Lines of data

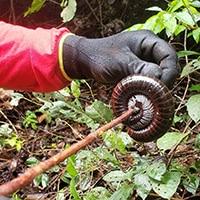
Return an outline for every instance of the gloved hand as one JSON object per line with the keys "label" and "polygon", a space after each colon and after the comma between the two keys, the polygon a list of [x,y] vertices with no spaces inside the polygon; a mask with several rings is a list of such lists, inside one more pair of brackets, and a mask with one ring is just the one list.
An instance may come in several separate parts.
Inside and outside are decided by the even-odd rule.
{"label": "gloved hand", "polygon": [[140,74],[161,79],[171,87],[179,71],[174,49],[147,30],[101,39],[70,35],[64,41],[63,62],[70,78],[92,78],[102,83]]}

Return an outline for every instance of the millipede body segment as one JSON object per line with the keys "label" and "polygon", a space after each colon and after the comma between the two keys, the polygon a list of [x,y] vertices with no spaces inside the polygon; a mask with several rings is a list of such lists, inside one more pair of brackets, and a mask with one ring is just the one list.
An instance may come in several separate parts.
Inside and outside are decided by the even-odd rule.
{"label": "millipede body segment", "polygon": [[116,116],[134,110],[124,124],[129,135],[140,142],[158,139],[172,124],[173,97],[165,84],[154,78],[131,75],[122,79],[114,88],[111,105]]}

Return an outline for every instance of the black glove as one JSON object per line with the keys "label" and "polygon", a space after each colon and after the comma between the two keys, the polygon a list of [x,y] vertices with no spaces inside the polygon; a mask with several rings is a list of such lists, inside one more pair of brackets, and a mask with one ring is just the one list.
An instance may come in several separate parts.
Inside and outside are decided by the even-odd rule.
{"label": "black glove", "polygon": [[147,30],[101,39],[70,35],[63,52],[64,68],[72,79],[116,83],[130,74],[141,74],[171,87],[179,71],[174,49]]}

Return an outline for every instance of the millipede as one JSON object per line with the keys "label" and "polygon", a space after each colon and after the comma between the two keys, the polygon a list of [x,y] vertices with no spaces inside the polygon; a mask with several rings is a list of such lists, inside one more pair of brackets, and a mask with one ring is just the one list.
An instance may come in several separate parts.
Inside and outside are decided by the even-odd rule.
{"label": "millipede", "polygon": [[150,142],[164,135],[172,124],[175,110],[167,86],[141,75],[122,79],[113,90],[111,105],[116,116],[133,109],[124,124],[129,135],[139,142]]}

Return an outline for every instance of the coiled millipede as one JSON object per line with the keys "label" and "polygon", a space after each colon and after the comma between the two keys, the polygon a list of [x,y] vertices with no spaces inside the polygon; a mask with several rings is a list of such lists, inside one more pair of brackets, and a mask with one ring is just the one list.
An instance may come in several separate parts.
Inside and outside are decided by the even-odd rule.
{"label": "coiled millipede", "polygon": [[114,88],[111,105],[116,116],[133,109],[124,124],[136,141],[156,140],[172,124],[174,102],[171,92],[164,83],[150,77],[131,75],[122,79]]}

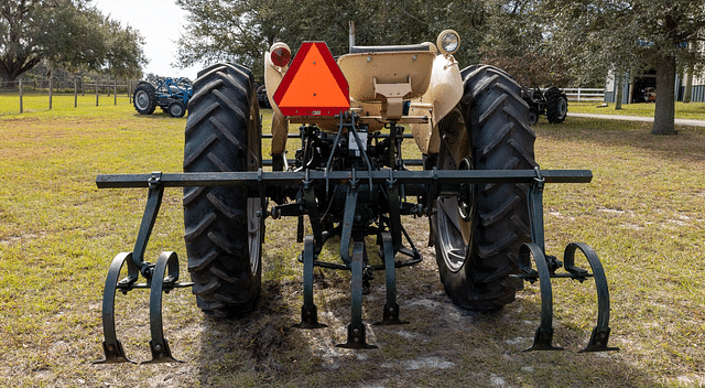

Written instruction » Please gather each line of the material above that contains the string "hand", and copy every one of them without changes.

The solution »
Return an outline for every instance of the gloved hand as one JSON object per line with the keys "label" and "polygon", a space after each colon and after the comma between the two keys, the polygon a list of [x,y] vertices with no spaces inside the polygon; a mask with several rings is a list of such lists, inside one more pair of brackets, and a mask with one ring is just the one list.
{"label": "gloved hand", "polygon": [[140,74],[161,79],[171,87],[179,71],[174,49],[147,30],[101,39],[70,35],[64,41],[63,62],[70,78],[92,78],[102,83]]}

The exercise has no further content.